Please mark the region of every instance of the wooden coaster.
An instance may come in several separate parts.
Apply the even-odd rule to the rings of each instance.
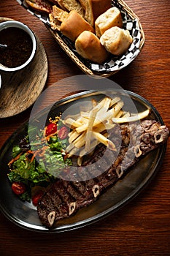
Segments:
[[[0,18],[0,22],[12,20]],[[0,70],[0,118],[18,114],[32,105],[45,85],[48,64],[47,55],[38,37],[37,49],[33,61],[26,68],[14,72]]]

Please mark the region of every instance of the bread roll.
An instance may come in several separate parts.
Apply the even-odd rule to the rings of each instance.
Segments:
[[[85,11],[80,3],[77,0],[57,0],[58,5],[63,7],[66,10],[71,12],[77,11],[81,16],[85,16]],[[61,7],[62,8],[62,7]],[[63,9],[63,8],[62,8]]]
[[[96,34],[100,37],[106,30],[112,26],[123,27],[122,16],[117,7],[112,7],[102,13],[95,21]]]
[[[82,57],[98,64],[103,63],[109,56],[99,39],[88,31],[84,31],[77,38],[75,48]]]
[[[69,12],[68,18],[61,25],[61,31],[72,41],[75,41],[84,30],[94,32],[94,29],[74,10]]]
[[[111,0],[87,0],[85,9],[86,20],[93,26],[96,18],[111,7]]]
[[[117,26],[107,29],[101,37],[100,42],[111,53],[118,56],[125,53],[132,43],[128,30]]]

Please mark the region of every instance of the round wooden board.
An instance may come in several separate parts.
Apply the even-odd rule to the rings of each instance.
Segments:
[[[0,22],[12,19],[0,18]],[[38,37],[33,61],[23,69],[9,72],[0,70],[0,118],[17,115],[32,105],[45,85],[48,64],[47,55]]]

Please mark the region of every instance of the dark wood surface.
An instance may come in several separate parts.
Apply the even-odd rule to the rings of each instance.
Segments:
[[[148,99],[169,126],[169,0],[126,0],[126,3],[140,18],[146,36],[145,45],[129,66],[109,79]],[[60,48],[44,24],[15,0],[0,1],[0,17],[26,23],[40,39],[49,65],[45,88],[61,79],[82,74]],[[58,98],[74,90],[76,87],[58,86]],[[31,108],[16,116],[0,119],[0,146],[28,118],[31,110]],[[127,206],[95,224],[65,233],[42,234],[22,229],[0,214],[0,254],[2,256],[169,255],[169,141],[162,166],[150,184]]]

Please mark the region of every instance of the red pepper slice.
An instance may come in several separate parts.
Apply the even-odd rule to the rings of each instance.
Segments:
[[[46,127],[45,135],[48,136],[53,133],[57,132],[57,124],[54,123],[50,123]]]
[[[63,127],[59,129],[58,138],[61,140],[64,140],[69,134],[69,129],[66,127]]]
[[[26,185],[20,181],[13,182],[11,187],[12,187],[12,190],[16,195],[22,195],[26,190]]]

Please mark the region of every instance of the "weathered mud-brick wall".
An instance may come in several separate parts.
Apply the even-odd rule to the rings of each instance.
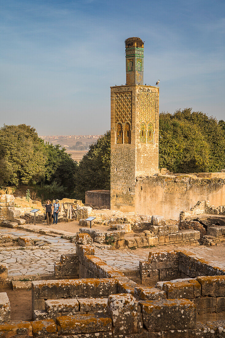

** Directions **
Copy out the records word for word, from the line containing "Please mark the region of every instance of the dark" through the end of the records, and leave out the pictures.

** Reply to the exercise **
Please mark the region of every instance of the dark wood surface.
An instance may come in several separate parts.
Apply the even-odd rule to the rings of each instance.
Segments:
[[[148,99],[169,126],[169,0],[126,0],[126,3],[140,18],[146,36],[145,45],[129,66],[109,79]],[[60,48],[44,24],[15,0],[0,1],[0,17],[26,23],[40,39],[49,65],[45,88],[61,79],[82,74]],[[58,98],[74,90],[76,87],[58,86]],[[31,108],[16,116],[0,119],[0,146],[28,118],[31,110]],[[127,206],[95,224],[65,233],[42,234],[22,229],[0,214],[0,254],[2,256],[169,255],[169,141],[162,166],[150,184]]]

Please mark the region of every instance of the red pepper slice.
An instance may come in several separate parts.
Apply the even-odd rule to the rings of each instance.
Segments:
[[[46,127],[45,135],[48,136],[53,133],[57,132],[57,124],[54,123],[50,123]]]
[[[63,127],[59,129],[58,138],[61,140],[64,140],[69,134],[69,129],[66,127]]]
[[[26,185],[20,181],[13,182],[11,187],[12,187],[12,190],[16,195],[22,195],[26,190]]]

Please mark the region of every instance of the "weathered mud-brick wall".
An instance may come in several separate parts.
Apply the even-odd rule to the rings of each instance.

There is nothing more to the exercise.